(Source data)
┄┄┄┄┄┄┄┄┄┄
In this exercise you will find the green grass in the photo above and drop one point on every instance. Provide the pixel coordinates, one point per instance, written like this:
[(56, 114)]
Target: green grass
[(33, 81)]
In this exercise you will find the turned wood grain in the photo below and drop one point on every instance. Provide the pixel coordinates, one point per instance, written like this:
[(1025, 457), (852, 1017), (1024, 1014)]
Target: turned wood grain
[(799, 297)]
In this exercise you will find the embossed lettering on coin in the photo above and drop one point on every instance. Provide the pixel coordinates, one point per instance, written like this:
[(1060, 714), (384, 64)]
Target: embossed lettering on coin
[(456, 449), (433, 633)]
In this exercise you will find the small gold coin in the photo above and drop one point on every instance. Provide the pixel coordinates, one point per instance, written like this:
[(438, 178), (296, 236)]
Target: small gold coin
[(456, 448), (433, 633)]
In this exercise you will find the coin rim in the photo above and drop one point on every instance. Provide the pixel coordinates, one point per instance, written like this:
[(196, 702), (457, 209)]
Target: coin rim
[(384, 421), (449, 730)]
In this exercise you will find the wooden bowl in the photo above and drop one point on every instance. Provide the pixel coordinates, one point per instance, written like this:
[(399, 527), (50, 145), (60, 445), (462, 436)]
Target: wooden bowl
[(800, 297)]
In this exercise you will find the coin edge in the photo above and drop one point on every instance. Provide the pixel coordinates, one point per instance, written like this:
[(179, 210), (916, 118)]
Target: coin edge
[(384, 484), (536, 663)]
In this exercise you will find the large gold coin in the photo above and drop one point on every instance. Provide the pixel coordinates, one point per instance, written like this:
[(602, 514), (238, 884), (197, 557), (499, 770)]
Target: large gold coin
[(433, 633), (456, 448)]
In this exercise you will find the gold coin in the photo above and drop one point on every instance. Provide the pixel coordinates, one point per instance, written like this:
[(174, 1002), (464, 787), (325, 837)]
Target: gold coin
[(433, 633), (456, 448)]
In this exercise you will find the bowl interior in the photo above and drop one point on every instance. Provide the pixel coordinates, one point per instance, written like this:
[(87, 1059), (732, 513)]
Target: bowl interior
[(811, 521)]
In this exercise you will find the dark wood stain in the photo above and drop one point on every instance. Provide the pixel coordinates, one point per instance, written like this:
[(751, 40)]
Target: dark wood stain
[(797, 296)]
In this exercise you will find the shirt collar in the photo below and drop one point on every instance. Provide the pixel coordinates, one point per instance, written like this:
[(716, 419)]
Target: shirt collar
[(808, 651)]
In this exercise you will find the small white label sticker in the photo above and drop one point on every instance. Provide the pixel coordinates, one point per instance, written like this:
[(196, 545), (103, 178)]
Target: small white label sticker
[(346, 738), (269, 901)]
┄┄┄┄┄┄┄┄┄┄
Copy out every one of the records above, reproducing each line precisely as it appears.

In this exercise you will find the green grass in the photo above and drop one point on every instance. Provide the pixel coordinates, one point per instance, written like this:
[(56, 114)]
Target: green grass
[(33, 81)]
In this exercise you will find the turned wood grain in the photo below and drop one point on every instance. Provide the pixel coordinates, one point per instance, written like this:
[(1025, 457), (852, 1017), (1024, 1014)]
Target: turned wood grain
[(799, 297)]
In this exercise you will find the embossed lettering on coin in the photo above and drop one point on every instance. Provide the pixel coordinates, one point per instance, written like this:
[(1060, 714), (384, 64)]
Target: embossed lettering on coin
[(456, 449), (433, 633)]
In this exercise you will find the small gold coin in the photo above and drop one point on every instance. Provide the pixel coordinates, one point per instance, written like this:
[(438, 178), (296, 236)]
Target: small gold coin
[(456, 448), (433, 633)]
In this exercise you will find the coin rim in the photo above and drop one point on every instance. Provide the pixel coordinates, one point per instance, written like this:
[(196, 702), (457, 209)]
Target: coin rim
[(384, 421), (449, 730)]
In this exercise you will find the wooden bowl in the photo above and drop one point on every instance. Provide the pixel coordinates, one point per instance, written like this:
[(399, 527), (50, 145), (60, 445), (462, 436)]
Target: wooden bowl
[(800, 297)]
In this exercise you will find the coin edge in the photo above and drop one point on every instance. Provide the pixel coordinates, one point per instance, written like this:
[(179, 210), (916, 118)]
Target: coin edge
[(384, 484), (536, 663)]
In this exercise you will find the large gold coin in the photo above and drop one point on every instance. Provide the pixel coordinates, one point per instance, written like this:
[(602, 514), (238, 884), (197, 557), (499, 770)]
Target: large gold coin
[(433, 633), (456, 448)]
In this exercise you will find the gold coin in the photo above and drop one point on every instance. Provide the pixel coordinates, one point per instance, written like this:
[(174, 1002), (464, 787), (325, 837)]
Target: gold coin
[(433, 633), (456, 448)]
In this exercise you will find the bowl interior in the photo above and drop one point on every instance. Provide the pixel coordinates, one point per instance, written like this:
[(87, 1059), (732, 513)]
Target: bowl interior
[(811, 521)]
In this exercise you will find the dark wood stain in the photo above and drop one point on every instance. Provide the pixel coordinates, one point per instance, written like this:
[(751, 40)]
Target: dark wood stain
[(797, 296)]
In this exercise you will find the shirt collar in the photo below and drop one point on every instance. Provide the pixel coordinates, one point per instance, written like this:
[(716, 419)]
Target: shirt collar
[(808, 651)]
In this exercise you will find the small white label sticker in the photo above and drop one point on every instance. Provide the pixel coordinates, one point per instance, written like this:
[(196, 545), (103, 178)]
Target: small white label sticker
[(346, 738), (269, 901)]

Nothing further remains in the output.